* Start Records for this exercise *

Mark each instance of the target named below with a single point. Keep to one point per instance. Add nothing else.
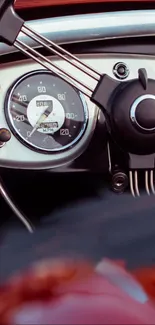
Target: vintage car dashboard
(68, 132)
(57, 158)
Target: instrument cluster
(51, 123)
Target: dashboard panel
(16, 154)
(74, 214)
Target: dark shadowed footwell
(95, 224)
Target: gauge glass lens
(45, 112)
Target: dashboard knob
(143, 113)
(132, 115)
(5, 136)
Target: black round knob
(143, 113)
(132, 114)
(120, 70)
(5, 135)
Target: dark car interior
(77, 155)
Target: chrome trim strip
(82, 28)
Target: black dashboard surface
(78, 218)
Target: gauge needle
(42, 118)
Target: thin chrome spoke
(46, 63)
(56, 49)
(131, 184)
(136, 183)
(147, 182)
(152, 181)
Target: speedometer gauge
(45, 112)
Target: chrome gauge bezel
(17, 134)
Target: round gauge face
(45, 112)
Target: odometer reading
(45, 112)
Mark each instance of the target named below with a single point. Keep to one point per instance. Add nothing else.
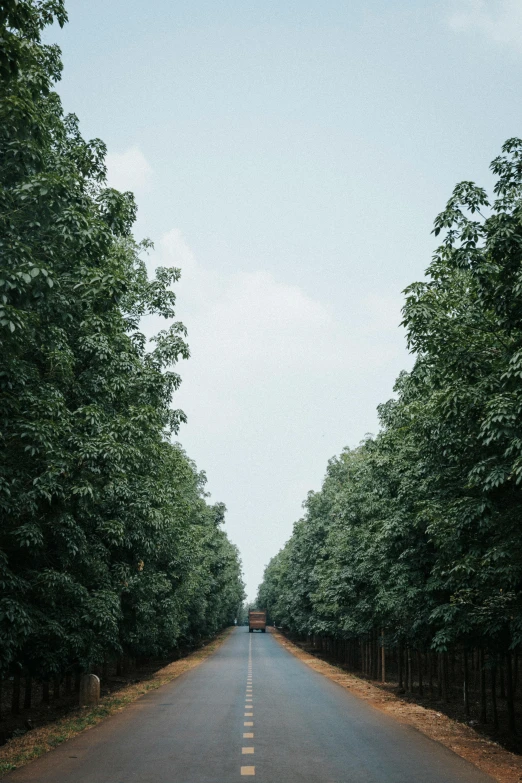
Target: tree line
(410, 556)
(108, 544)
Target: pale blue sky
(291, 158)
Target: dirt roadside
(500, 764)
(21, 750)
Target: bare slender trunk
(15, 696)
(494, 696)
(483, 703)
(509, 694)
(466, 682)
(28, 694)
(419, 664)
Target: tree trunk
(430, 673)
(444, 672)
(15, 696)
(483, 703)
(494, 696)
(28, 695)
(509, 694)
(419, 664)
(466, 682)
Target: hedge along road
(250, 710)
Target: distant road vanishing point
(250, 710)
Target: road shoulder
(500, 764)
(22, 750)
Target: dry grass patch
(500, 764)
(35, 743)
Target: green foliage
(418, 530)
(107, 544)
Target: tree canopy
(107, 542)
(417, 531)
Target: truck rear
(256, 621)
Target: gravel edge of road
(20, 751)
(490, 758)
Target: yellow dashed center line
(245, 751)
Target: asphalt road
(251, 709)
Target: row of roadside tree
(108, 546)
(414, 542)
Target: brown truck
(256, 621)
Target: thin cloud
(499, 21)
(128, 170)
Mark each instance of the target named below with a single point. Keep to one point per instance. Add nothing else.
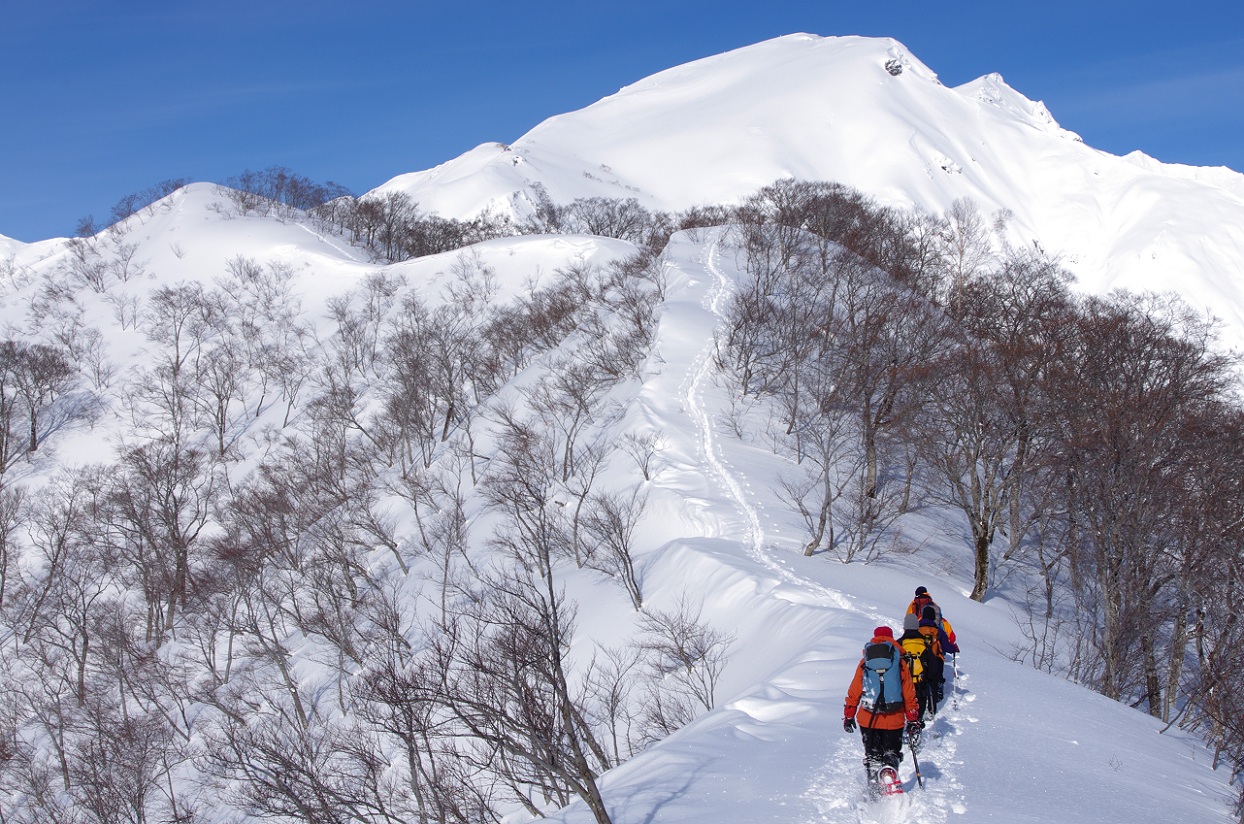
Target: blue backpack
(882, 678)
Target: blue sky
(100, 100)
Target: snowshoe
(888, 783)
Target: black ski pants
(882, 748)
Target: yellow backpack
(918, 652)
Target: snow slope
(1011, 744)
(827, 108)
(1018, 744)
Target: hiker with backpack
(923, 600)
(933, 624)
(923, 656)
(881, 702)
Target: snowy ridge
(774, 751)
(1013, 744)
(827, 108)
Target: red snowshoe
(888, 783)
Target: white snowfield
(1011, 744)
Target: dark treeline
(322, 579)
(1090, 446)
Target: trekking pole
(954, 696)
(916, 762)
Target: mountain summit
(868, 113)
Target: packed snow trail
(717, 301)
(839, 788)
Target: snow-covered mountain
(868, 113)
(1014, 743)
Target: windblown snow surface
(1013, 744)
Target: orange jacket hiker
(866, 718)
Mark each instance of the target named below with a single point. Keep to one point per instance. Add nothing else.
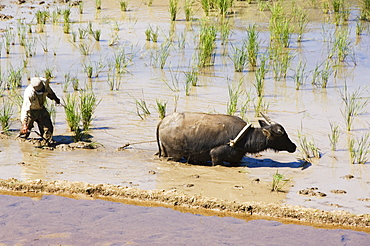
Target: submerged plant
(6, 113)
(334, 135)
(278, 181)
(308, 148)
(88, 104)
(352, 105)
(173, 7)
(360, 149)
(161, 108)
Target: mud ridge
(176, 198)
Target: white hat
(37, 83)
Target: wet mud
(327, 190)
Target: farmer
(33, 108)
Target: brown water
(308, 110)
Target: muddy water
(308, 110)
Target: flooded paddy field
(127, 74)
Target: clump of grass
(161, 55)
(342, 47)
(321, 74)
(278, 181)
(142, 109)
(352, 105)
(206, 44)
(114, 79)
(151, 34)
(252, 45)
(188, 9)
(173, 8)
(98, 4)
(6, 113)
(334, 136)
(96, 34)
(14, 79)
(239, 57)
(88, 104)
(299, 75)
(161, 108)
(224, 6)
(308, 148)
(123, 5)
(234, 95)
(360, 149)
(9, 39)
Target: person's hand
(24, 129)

* End Records for this exercise *

Put the part of the listing above that opens with the line containing "Target: wet mud" and runs through the end of the listing into a Markdown table with the columns Row and Listing line. Number each line in order and leave out any blank lines.

| Row | Listing line |
|---|---|
| 1 | Target: wet mud |
| 2 | (327, 190) |
| 3 | Target: farmer |
| 4 | (33, 108) |
| 5 | Target: brown water |
| 6 | (308, 110) |
| 7 | Target: muddy water |
| 8 | (308, 110) |
| 9 | Target: flooded paddy field |
| 10 | (127, 74) |
| 11 | Target: clump of grass |
| 12 | (161, 55) |
| 13 | (342, 47) |
| 14 | (321, 74) |
| 15 | (278, 181) |
| 16 | (142, 109) |
| 17 | (352, 105) |
| 18 | (206, 44) |
| 19 | (114, 79) |
| 20 | (151, 34) |
| 21 | (252, 45) |
| 22 | (188, 9) |
| 23 | (173, 8) |
| 24 | (98, 4) |
| 25 | (6, 113) |
| 26 | (334, 136) |
| 27 | (96, 34) |
| 28 | (14, 79) |
| 29 | (239, 57) |
| 30 | (88, 104) |
| 31 | (299, 75) |
| 32 | (161, 108) |
| 33 | (224, 6) |
| 34 | (308, 148) |
| 35 | (123, 5) |
| 36 | (234, 95) |
| 37 | (360, 149) |
| 38 | (9, 39) |
| 39 | Target: person's hand |
| 40 | (24, 129) |